Rewrite every line of the entries below as a numbered list, with one number per line and no blank lines. Omit the pictures from your answer.

**** Supplied entries ****

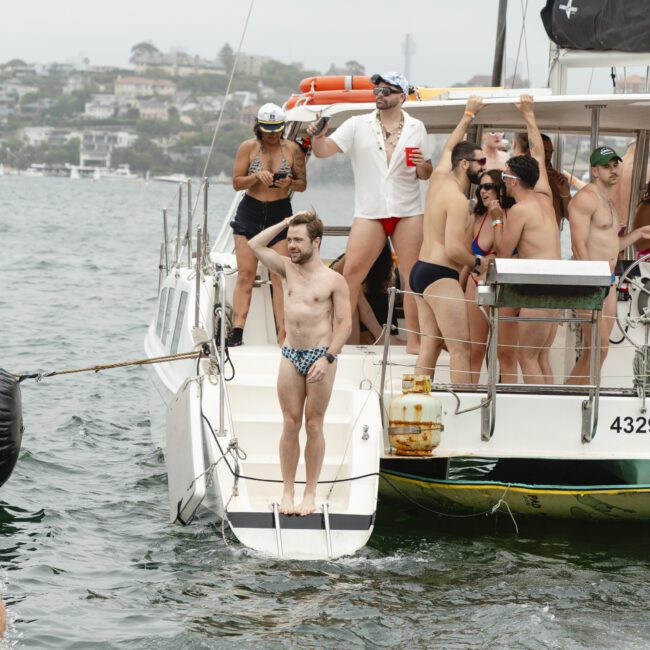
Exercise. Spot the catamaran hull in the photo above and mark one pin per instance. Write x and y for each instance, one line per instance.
(629, 502)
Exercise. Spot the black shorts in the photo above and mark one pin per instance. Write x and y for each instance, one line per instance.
(424, 274)
(253, 216)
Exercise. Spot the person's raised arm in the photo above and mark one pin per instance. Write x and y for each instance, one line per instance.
(321, 145)
(581, 209)
(259, 245)
(535, 142)
(472, 107)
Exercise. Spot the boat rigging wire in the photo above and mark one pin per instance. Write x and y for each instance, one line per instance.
(225, 101)
(522, 37)
(38, 376)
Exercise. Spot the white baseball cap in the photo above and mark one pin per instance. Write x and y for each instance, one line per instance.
(270, 118)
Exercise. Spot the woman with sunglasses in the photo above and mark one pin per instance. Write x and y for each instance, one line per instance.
(268, 167)
(490, 188)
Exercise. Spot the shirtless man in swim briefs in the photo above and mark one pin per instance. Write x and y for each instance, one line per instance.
(444, 252)
(594, 226)
(318, 321)
(531, 230)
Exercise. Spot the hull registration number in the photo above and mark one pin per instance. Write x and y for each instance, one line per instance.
(629, 424)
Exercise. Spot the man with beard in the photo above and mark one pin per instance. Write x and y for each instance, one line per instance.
(491, 142)
(444, 252)
(530, 231)
(387, 188)
(594, 226)
(318, 322)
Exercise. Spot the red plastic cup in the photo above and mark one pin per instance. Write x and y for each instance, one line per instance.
(407, 155)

****

[Final result]
1. Exercise. Spot the catamaran hull in the photo above and mark one pin per instance. Write x and y for each instance, one line per instance.
2. (629, 502)
3. Exercise. Spot the black shorts in the photo above and mark one pin per instance. Write x and y for each instance, one line per instance.
4. (424, 274)
5. (253, 216)
6. Exercise. Spot the person's raised arm in the photo above and mark one pin per instance. Write x and y for each instance, one line per instance.
7. (321, 145)
8. (581, 209)
9. (259, 245)
10. (535, 142)
11. (472, 107)
12. Exercise. Spot the boat rigging wire in the photo above and mark one pin per instance. Write x and y for each instance, one line per instance.
13. (225, 101)
14. (522, 37)
15. (38, 376)
16. Exercise. Spot the white baseball cap in the photo above and mark one pin per instance. Write x and y for each instance, one line per instance.
17. (270, 118)
18. Exercise. Spot the woman with sunglasses in the photo above and mark one pin per instance. Write x and y for each instance, one line per instance.
19. (268, 167)
20. (490, 188)
21. Exercise. Spot the shirtless man in swim briefs in the photo above and mark one pin per instance. Write x and y for each instance, one line per instance.
22. (444, 252)
23. (594, 226)
24. (318, 321)
25. (531, 230)
26. Exercise. Spot the hull registration number in the photo above and mark one pin per instance. Write x and y for each instance, one line per instance.
27. (629, 424)
28. Exercise. Spot the man with beard in the photo above and mark one pin per instance. Write x and y for each instance, one line per instance.
29. (491, 142)
30. (444, 252)
31. (530, 231)
32. (387, 188)
33. (594, 226)
34. (318, 322)
35. Exercise. Spot the red plastic cup in the photo above and mark one pin per instance. Write x and y for each instance, one line per instance.
36. (407, 155)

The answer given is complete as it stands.